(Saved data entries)
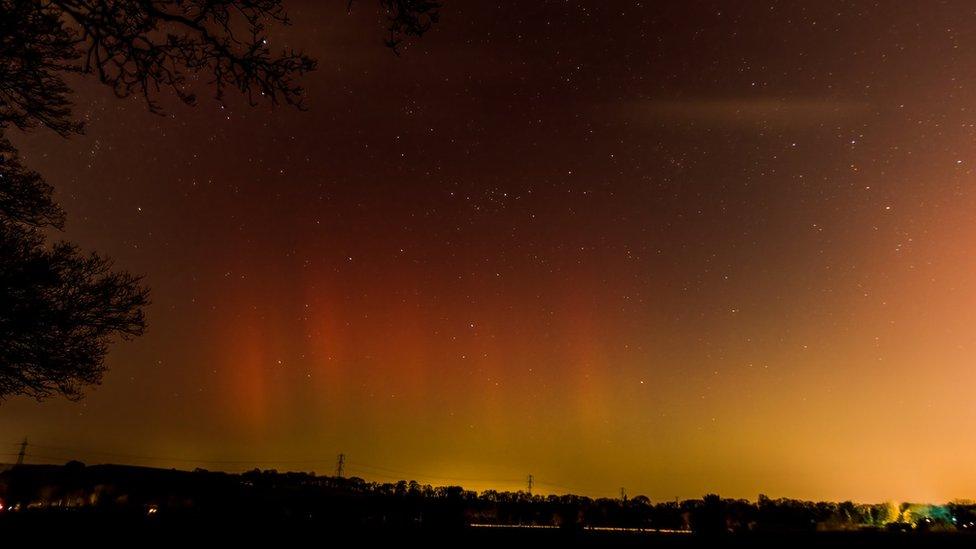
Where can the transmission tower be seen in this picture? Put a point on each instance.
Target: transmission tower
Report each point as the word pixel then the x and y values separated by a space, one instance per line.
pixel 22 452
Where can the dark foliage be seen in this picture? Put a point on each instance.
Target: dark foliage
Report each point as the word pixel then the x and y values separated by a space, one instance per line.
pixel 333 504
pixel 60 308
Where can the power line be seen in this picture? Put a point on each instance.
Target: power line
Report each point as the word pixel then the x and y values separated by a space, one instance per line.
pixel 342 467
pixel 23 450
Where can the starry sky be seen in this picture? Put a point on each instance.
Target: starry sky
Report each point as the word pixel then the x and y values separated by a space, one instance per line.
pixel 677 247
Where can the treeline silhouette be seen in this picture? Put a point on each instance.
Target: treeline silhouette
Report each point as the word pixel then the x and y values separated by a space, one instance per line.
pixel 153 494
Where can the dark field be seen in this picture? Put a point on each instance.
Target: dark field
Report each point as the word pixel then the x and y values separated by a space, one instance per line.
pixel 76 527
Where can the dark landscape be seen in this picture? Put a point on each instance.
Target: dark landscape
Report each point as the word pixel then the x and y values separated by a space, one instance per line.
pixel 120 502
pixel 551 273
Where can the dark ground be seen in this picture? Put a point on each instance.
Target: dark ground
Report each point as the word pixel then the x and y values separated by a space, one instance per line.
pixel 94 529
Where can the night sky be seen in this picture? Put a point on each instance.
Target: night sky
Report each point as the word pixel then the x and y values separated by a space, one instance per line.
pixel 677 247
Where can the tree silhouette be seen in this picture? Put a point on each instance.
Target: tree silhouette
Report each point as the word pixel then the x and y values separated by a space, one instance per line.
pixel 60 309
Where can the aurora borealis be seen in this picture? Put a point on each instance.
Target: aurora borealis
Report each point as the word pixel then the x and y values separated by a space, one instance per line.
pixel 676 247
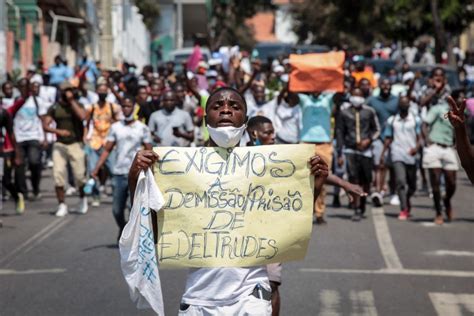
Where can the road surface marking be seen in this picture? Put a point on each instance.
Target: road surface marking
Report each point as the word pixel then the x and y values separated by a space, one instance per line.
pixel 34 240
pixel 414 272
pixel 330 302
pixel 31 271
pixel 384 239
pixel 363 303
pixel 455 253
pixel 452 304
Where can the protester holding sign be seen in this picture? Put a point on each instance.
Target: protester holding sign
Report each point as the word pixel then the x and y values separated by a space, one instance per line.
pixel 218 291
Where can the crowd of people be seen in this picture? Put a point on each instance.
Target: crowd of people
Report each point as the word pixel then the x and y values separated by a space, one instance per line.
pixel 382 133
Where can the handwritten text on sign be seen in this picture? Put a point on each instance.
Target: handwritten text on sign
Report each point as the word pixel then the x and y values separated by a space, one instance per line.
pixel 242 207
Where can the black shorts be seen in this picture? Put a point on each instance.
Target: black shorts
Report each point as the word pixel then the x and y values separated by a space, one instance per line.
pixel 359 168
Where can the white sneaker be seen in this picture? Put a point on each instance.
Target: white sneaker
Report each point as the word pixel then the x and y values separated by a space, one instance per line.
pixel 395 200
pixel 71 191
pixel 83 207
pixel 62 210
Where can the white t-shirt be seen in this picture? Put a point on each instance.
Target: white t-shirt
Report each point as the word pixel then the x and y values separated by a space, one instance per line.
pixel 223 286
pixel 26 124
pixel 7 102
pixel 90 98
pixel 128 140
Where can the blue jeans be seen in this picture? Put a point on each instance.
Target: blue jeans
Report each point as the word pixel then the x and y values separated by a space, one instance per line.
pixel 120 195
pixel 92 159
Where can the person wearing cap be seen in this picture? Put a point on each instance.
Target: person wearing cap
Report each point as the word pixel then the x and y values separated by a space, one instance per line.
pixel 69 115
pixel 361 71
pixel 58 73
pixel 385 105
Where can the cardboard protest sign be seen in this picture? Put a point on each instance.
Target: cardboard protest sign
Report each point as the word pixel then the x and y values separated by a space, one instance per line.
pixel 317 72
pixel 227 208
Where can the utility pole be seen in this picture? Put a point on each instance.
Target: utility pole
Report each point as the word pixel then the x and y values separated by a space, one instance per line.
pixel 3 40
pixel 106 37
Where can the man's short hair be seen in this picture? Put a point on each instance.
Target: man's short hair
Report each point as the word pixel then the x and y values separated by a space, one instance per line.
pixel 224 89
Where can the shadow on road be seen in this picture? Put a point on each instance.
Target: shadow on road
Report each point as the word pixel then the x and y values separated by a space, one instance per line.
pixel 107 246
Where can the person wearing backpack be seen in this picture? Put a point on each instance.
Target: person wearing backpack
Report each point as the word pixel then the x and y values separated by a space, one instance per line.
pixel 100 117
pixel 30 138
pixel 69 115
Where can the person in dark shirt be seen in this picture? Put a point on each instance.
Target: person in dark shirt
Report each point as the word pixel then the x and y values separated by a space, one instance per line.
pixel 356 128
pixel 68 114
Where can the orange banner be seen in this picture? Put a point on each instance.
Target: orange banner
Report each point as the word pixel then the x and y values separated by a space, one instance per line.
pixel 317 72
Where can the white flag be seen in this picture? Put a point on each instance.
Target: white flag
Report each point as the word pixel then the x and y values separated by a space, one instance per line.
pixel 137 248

---

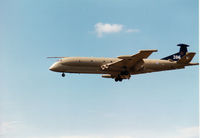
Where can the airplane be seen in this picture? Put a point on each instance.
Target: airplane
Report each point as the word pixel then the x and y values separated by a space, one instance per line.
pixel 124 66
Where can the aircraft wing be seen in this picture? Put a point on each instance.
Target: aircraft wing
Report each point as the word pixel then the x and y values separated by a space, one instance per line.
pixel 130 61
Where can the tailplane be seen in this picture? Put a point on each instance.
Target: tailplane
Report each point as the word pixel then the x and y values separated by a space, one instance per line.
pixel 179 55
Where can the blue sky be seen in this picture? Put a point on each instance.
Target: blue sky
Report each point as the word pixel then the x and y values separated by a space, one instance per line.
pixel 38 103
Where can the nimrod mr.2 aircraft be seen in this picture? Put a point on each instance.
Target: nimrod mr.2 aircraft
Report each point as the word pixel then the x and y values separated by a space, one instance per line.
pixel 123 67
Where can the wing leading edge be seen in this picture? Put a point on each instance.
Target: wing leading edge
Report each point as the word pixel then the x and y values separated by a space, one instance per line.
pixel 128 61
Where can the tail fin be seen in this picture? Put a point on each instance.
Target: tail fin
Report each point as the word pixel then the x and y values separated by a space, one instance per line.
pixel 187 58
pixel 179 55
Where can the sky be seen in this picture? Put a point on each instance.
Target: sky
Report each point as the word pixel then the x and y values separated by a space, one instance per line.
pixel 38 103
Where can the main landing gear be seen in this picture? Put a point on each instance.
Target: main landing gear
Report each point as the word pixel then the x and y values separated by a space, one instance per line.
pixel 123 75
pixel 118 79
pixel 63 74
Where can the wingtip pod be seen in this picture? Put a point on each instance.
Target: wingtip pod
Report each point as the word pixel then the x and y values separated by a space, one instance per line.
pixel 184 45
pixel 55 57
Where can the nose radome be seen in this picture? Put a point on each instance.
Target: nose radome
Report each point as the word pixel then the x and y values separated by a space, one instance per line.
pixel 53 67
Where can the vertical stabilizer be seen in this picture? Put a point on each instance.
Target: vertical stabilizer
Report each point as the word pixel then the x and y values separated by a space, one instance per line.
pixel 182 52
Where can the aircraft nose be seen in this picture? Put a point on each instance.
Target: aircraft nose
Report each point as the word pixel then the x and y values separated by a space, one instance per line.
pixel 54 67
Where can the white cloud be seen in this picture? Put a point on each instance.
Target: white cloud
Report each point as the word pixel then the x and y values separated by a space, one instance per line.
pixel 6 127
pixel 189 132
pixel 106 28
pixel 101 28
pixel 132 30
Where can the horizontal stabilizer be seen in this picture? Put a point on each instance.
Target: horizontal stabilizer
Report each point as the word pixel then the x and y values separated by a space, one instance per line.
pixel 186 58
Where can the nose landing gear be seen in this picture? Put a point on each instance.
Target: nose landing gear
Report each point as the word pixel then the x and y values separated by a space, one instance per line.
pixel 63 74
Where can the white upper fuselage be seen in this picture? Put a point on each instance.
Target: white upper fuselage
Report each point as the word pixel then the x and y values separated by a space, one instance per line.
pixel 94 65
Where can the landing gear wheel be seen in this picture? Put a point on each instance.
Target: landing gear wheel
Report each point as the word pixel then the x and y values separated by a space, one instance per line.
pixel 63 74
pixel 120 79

--

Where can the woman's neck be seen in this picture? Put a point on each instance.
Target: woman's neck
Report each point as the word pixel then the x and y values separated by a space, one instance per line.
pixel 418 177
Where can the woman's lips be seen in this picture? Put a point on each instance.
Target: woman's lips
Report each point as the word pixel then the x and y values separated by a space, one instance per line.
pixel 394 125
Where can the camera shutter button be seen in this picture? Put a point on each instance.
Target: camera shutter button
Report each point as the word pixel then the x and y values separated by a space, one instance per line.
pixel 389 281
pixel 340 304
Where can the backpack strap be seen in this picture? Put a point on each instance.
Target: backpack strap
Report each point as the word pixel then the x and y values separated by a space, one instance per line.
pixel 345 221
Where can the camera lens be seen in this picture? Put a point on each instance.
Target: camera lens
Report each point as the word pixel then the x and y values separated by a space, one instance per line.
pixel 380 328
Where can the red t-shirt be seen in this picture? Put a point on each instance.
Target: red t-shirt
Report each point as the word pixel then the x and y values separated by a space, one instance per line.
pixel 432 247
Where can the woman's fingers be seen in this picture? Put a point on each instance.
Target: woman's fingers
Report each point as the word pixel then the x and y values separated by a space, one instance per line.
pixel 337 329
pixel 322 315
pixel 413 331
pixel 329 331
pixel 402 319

Written problem: Please rewrite the entries as a two-column CSV with the headers text and answer, starting at the line that contains "Where can the woman's neck" and ending at the line that contains "pixel 402 319". Give one row per entry, put each field in double quotes, and replace line breaks with spaces.

Complete answer:
text,answer
"Where can the woman's neck be seen in this picture? Put a point on each instance. Target: woman's neck Report each point as the word pixel then the x and y values separated by a space, one instance per line.","pixel 418 177"
"Where can the woman's lips be seen in this picture? Put a point on each instance. Target: woman's lips Report each point as the word pixel then the x and y values separated by a space, one instance per line.","pixel 394 125"
"Where can the camera shutter button be seen in this picture? Put a point on each instance. Target: camera shutter button Report each point as the word pixel then the x and y values separated by a space, one instance per line.","pixel 389 281 pixel 340 304"
"Where can the backpack strap be seen in this picture? Put a point on each instance. Target: backpack strap Report each point as the word pixel then the x and y values separated by a space, one instance per line.","pixel 345 221"
"Where can the camera lens be seen in this picture? Put a point on each instance. Target: camera lens Report each point as the word pixel then the x and y values separated by a space, one instance per line.","pixel 380 328"
"Where can the red t-shirt be seen in this picture? Put a point on each instance. Target: red t-shirt Report each point as the word pixel then the x and y values separated by a space, one instance per line.","pixel 432 247"
"Where can the woman's fingers be seen in this picture? Put a point on each instance. Target: woman's fingers Report each point as the word pixel then the x and y values separated by a space, one instance per line.","pixel 337 329 pixel 322 315 pixel 413 331 pixel 329 331 pixel 402 319"